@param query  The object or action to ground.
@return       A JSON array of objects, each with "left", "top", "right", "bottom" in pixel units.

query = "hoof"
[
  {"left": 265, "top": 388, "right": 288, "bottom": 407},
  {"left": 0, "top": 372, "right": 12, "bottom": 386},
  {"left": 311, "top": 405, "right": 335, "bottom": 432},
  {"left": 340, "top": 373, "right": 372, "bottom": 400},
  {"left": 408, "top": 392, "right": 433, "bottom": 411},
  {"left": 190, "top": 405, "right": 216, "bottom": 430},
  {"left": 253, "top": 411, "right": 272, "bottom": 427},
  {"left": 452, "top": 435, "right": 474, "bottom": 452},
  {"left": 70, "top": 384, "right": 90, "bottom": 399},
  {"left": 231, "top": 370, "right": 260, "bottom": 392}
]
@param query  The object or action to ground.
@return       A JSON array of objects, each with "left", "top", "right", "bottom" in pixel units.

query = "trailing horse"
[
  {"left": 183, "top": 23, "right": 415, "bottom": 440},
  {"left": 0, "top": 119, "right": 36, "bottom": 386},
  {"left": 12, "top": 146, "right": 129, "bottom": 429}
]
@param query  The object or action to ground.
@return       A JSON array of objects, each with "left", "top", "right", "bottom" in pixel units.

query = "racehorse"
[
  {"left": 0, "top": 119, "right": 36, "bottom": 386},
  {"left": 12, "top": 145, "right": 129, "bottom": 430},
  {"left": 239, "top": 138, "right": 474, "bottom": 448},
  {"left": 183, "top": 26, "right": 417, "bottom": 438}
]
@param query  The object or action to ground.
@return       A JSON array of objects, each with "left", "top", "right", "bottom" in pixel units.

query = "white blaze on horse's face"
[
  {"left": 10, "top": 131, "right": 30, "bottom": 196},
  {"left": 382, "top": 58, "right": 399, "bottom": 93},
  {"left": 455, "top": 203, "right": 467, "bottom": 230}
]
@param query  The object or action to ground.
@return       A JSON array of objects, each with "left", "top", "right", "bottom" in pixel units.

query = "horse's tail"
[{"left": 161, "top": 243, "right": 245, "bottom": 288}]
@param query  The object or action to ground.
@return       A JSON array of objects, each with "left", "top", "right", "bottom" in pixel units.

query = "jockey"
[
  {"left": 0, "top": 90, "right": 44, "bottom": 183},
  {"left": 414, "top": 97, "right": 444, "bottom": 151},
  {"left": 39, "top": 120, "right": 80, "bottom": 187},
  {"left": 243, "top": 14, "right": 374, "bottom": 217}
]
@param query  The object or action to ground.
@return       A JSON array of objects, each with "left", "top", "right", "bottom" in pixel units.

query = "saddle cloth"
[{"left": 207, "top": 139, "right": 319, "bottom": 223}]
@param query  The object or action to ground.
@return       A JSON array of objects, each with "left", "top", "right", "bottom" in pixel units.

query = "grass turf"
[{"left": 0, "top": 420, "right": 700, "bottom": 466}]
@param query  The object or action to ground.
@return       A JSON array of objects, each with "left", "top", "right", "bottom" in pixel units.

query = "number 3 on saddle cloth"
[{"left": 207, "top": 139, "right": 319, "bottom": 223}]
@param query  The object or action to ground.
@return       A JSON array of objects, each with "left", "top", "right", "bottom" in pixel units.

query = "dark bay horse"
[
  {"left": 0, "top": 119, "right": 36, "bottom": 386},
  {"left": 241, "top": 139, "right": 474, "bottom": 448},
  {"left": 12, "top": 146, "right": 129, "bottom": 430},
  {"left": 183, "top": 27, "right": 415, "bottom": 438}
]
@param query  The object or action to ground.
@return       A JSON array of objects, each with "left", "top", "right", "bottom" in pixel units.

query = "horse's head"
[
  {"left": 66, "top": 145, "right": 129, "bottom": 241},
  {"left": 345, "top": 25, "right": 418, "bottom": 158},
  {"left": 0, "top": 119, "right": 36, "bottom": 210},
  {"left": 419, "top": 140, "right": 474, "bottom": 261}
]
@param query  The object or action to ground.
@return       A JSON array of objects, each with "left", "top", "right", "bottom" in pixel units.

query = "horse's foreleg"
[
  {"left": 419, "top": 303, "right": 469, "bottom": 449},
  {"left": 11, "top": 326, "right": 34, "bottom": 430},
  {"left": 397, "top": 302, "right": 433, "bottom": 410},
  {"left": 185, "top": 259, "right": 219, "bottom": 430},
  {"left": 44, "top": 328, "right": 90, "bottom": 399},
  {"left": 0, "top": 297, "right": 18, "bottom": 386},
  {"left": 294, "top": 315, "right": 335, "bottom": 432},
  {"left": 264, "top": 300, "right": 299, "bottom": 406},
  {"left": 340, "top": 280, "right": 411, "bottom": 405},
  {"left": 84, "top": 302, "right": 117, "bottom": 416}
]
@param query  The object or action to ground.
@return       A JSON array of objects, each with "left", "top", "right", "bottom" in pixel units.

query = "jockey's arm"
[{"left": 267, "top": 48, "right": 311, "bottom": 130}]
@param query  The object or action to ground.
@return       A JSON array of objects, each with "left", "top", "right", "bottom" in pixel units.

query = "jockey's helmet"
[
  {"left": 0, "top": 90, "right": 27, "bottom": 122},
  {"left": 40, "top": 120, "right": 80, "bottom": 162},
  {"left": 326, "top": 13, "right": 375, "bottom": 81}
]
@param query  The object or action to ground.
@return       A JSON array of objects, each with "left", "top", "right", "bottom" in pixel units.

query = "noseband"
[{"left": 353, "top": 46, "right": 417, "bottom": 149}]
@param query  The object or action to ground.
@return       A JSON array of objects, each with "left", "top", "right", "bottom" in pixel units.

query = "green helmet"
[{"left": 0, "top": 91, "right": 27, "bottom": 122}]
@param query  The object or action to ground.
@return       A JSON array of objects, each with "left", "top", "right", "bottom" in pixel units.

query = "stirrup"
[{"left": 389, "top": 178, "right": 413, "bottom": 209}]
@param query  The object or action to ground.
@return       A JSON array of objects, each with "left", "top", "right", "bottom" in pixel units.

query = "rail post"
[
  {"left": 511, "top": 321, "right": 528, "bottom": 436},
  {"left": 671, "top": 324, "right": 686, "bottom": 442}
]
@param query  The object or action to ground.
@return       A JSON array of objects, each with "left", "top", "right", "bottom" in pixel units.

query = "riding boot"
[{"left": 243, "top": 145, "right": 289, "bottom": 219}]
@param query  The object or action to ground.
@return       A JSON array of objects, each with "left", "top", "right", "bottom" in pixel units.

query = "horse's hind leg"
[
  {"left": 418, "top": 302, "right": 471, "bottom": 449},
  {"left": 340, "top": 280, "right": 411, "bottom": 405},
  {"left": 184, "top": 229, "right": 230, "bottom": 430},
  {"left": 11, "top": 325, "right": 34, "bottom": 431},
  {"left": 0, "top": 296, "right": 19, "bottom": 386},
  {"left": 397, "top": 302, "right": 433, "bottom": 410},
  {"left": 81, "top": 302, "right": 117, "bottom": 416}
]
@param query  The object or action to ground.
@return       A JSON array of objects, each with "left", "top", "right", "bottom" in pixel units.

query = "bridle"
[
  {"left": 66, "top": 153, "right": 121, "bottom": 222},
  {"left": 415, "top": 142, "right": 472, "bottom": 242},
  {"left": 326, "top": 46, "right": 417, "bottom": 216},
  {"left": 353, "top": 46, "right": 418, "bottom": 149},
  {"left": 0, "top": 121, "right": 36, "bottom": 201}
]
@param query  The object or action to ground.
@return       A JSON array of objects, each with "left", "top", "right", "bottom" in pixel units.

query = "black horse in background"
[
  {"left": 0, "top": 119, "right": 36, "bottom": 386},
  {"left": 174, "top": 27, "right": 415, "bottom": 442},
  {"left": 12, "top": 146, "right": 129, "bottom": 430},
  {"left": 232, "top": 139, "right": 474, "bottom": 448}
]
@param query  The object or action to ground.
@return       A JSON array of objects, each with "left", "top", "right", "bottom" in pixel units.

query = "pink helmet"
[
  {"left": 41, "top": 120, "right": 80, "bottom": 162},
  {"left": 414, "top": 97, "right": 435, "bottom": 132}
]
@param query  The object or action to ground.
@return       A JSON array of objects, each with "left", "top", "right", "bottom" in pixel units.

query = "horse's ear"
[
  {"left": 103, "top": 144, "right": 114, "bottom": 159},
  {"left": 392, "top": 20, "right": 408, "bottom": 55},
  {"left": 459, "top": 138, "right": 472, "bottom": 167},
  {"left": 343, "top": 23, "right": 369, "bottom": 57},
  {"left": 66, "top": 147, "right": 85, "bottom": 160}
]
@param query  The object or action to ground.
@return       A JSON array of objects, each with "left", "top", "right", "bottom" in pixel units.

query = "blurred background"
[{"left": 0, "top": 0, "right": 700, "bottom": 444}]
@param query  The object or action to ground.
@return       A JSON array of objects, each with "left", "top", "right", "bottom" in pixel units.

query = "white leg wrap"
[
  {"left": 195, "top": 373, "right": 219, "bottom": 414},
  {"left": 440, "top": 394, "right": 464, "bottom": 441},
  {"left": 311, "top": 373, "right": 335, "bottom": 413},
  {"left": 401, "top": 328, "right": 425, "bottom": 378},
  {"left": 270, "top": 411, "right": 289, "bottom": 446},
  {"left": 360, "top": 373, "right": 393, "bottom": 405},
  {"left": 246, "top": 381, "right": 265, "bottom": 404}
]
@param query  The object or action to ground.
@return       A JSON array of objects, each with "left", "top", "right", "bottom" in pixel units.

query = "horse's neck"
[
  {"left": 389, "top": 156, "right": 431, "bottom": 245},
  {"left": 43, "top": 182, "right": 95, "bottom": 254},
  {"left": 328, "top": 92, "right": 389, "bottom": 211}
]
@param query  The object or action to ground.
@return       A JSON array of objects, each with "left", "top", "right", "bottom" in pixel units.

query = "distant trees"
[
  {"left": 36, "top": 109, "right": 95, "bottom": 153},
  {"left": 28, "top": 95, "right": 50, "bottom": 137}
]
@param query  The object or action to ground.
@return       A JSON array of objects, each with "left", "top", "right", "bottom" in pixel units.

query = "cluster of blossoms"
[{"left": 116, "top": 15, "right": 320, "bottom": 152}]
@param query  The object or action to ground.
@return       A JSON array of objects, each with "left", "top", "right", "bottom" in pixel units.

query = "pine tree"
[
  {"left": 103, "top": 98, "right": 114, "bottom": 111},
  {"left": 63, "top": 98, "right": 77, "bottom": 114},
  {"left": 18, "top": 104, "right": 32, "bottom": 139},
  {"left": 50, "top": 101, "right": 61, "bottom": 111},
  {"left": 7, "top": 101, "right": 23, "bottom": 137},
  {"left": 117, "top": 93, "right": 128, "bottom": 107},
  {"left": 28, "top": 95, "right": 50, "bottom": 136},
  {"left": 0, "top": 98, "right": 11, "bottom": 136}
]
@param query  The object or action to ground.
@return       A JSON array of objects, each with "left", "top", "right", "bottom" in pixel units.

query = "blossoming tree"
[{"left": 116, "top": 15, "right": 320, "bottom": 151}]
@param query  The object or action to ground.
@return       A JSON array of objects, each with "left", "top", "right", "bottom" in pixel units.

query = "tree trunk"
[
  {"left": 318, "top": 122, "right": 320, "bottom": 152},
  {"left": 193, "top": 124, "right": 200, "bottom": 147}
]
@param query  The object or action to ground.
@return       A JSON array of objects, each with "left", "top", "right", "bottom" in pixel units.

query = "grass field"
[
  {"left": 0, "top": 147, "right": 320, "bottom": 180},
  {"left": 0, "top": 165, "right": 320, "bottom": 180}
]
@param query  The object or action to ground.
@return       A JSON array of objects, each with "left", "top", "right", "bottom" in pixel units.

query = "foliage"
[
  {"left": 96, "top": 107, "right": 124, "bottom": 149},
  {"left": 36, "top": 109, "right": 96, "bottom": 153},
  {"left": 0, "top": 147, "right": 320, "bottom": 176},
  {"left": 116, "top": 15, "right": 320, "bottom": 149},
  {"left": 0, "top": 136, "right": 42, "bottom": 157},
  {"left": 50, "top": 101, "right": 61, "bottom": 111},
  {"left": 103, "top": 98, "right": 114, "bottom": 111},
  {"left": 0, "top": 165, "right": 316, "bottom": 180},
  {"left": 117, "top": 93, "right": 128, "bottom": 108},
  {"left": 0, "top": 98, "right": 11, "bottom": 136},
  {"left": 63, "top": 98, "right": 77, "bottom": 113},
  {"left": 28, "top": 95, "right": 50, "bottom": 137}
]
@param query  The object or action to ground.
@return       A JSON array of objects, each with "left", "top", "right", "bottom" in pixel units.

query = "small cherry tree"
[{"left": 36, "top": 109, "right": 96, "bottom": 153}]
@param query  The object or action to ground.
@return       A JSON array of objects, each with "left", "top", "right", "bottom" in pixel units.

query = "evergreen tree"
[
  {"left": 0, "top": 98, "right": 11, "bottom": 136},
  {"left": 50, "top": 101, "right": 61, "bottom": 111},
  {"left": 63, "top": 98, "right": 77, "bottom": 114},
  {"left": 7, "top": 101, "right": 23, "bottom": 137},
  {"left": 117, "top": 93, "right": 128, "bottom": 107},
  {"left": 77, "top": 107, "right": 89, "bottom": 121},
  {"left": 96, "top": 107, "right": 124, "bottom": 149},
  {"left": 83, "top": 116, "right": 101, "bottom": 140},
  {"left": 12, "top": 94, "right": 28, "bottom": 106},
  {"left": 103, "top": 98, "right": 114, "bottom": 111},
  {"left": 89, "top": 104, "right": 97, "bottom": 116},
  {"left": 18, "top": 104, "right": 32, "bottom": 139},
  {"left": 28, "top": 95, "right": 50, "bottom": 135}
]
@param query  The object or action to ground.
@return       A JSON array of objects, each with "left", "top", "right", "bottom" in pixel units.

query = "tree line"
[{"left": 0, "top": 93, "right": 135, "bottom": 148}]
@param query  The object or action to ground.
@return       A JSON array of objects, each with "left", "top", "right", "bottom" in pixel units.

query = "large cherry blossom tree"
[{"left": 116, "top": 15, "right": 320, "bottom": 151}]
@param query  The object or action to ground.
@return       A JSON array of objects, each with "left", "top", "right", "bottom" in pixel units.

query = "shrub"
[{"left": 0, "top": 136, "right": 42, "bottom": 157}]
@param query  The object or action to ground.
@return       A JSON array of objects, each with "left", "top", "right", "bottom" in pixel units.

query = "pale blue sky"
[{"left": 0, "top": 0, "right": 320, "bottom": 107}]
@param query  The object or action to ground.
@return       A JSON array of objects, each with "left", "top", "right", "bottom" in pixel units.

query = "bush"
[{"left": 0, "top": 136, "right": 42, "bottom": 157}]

-*-

Goal — Could you pull out every line in the rows above that contains the string "helmet" and copy each one?

Finished task —
query = "jockey's helmet"
query = "green helmet"
query = "pink helmet"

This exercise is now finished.